• _Exercise objective_: Reproduce every line of the material below, requests included, and shift each x and y coordinate in the answers by -131. Leave the pictures out.
......
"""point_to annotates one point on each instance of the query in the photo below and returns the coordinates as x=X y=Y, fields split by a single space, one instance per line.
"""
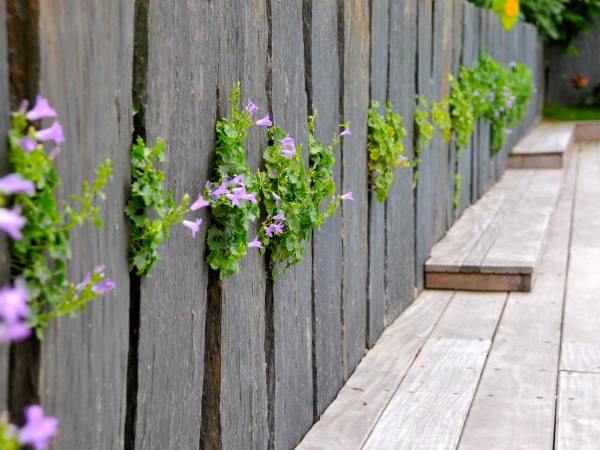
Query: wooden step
x=496 y=244
x=544 y=147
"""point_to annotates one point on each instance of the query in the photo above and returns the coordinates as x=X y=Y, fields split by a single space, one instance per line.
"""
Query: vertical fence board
x=355 y=103
x=440 y=150
x=379 y=80
x=465 y=160
x=400 y=219
x=327 y=241
x=292 y=291
x=180 y=107
x=424 y=206
x=86 y=73
x=4 y=255
x=242 y=55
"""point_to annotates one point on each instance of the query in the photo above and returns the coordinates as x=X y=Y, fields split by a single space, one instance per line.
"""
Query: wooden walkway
x=474 y=370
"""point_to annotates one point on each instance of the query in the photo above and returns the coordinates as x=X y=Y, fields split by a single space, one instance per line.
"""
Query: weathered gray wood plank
x=400 y=213
x=327 y=241
x=355 y=103
x=349 y=420
x=515 y=401
x=380 y=20
x=424 y=207
x=577 y=421
x=4 y=126
x=181 y=87
x=430 y=406
x=242 y=55
x=581 y=345
x=293 y=396
x=86 y=56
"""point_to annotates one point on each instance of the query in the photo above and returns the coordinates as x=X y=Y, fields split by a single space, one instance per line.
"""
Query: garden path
x=500 y=370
......
• _Solution_:
"""point_to annotates one point on each instance of the query in the photo below and returns the coordinates as x=X y=Y, fields split by a single space, one instance per line.
"""
Query: wooden step
x=365 y=113
x=413 y=16
"""point_to annotates one point on each instance of the query in the photo above and returns the coordinates as x=X y=Y, fields split by a single space, one instance per line.
"""
Query: vertical fence board
x=224 y=-28
x=309 y=19
x=248 y=-51
x=334 y=29
x=269 y=88
x=196 y=110
x=161 y=160
x=49 y=-24
x=293 y=75
x=-45 y=-58
x=-127 y=124
x=111 y=-76
"""point_to annotates one point on each instance of the query in the photo above and returns the coordinates as x=X y=Y, fields split by a single space, one instance per line.
"""
Query: wooden walkway
x=343 y=239
"""point_to annotates one point on each instance of the query in the photo above and returns the coordinates as x=X y=Y, fields split by a single space, one instance per line.
"""
Query: weathered gray wood plank
x=269 y=82
x=196 y=110
x=224 y=-28
x=218 y=289
x=384 y=270
x=249 y=-111
x=293 y=76
x=446 y=290
x=-127 y=-5
x=50 y=-44
x=299 y=275
x=111 y=-76
x=450 y=214
x=162 y=265
x=-45 y=-75
"""point_to annotates one point on each instance of the query in the photo above and returns the coordinates as x=X y=Y, fields split by a single space, one instance per line.
"""
Query: garden path
x=369 y=239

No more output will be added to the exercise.